» SOURCE TEXT:
Covid-19 – visiting care homes at end of life
The Coronavirus (COVID-19): adult social care plan provides details of how the government will support the adult social care sector in England throughout the coronavirus outbreak.
The policy paper sets out the government’s plan for:
- controlling the spread of infection in care settings
- supporting the workforce
- supporting independence, supporting people at the end of their lives, and responding to individual needs
- supporting local authorities and the providers of care
The plan applies to all settings and contexts in which people receive adult social care. This includes people’s own homes, residential care homes and nursing homes, and other community settings. It applies to people with direct payments and personal budgets, and those who fund their own care. Click here for separate guidance for hospitals.
Amongst the promises which have been made the government has sought to address the publicity around relatives being unable to visit loved ones in care homes who are at the end of their lives.
The recent action plan states: “Whilst we have recommended care homes limit unnecessary visits, we are clear that visits at the end of life are important both for the individual and their loved ones and should continue. Our guidance has set out the steps care homes should take to ensure appropriate infection control during these visits. We will continue to work with the sector to develop and share best practice on how to enable visits at the end of life in a safe and compassionate way.”

» EXERCISE REQUIREMENTS: Carry on the piece about end-of-life visits to care homes during Covid-19 from the point where it stops.

» INFORMATION SUPPLIED:
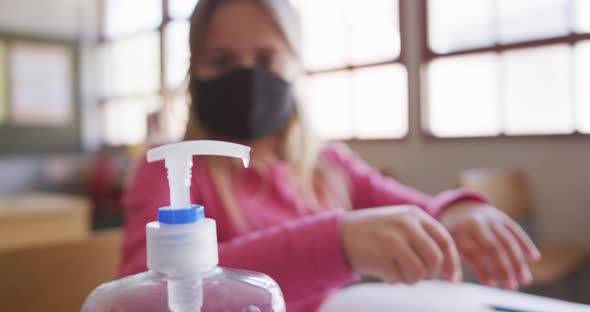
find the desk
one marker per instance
(38, 218)
(438, 296)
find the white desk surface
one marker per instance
(438, 296)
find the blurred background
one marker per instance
(487, 94)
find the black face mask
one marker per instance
(246, 104)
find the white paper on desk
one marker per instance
(437, 296)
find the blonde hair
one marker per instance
(296, 143)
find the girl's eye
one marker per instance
(265, 60)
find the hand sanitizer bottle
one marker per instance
(182, 253)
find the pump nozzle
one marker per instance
(179, 162)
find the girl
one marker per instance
(311, 216)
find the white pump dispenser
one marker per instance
(178, 159)
(182, 254)
(182, 241)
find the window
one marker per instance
(3, 82)
(143, 62)
(356, 86)
(506, 68)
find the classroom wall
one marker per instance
(557, 166)
(55, 18)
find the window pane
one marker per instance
(380, 102)
(582, 82)
(327, 99)
(125, 17)
(536, 86)
(374, 30)
(342, 32)
(125, 121)
(449, 30)
(130, 66)
(325, 34)
(175, 116)
(3, 83)
(182, 9)
(177, 53)
(532, 19)
(463, 96)
(582, 16)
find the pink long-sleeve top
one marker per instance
(298, 248)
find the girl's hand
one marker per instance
(399, 244)
(491, 243)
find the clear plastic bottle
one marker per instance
(182, 254)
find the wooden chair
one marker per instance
(58, 276)
(508, 190)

» EXERCISE ANSWER:
The guidance referred to is the Coronavirus (COVID-19): admission and care of people in care homes (published 2 April 2020) which deals with how to protect care home residents and staff during the coronavirus outbreak.
It has been suggested that this is a change to previous guidance which advised homes to limit unnecessary visits but is apparently an attempt to assist flexibility in decision making whilst emphasising the importance of proper infection control. This will of course mean access to sufficient PPE which is still very much an issue in many settings.
Whilst the pledges which have been made very publicly have been welcomed by the care sector, there is cautious optimism about how practically such visits can take place. If there is adequate PPE this will help shape decision making and arguably this has been the position from the outset. As always, documenting decisions and rationale at the relevant time will be important. For many providers the risks may simply be considered too great to allow any relaxation of procedures already in place.
This briefing is for guidance purposes only. RadcliffesLeBrasseur LLP accepts no responsibility or liability whatsoever for any action taken or not taken in relation to this note and recommends that appropriate legal advice be taken having regard to a client's own particular circumstances.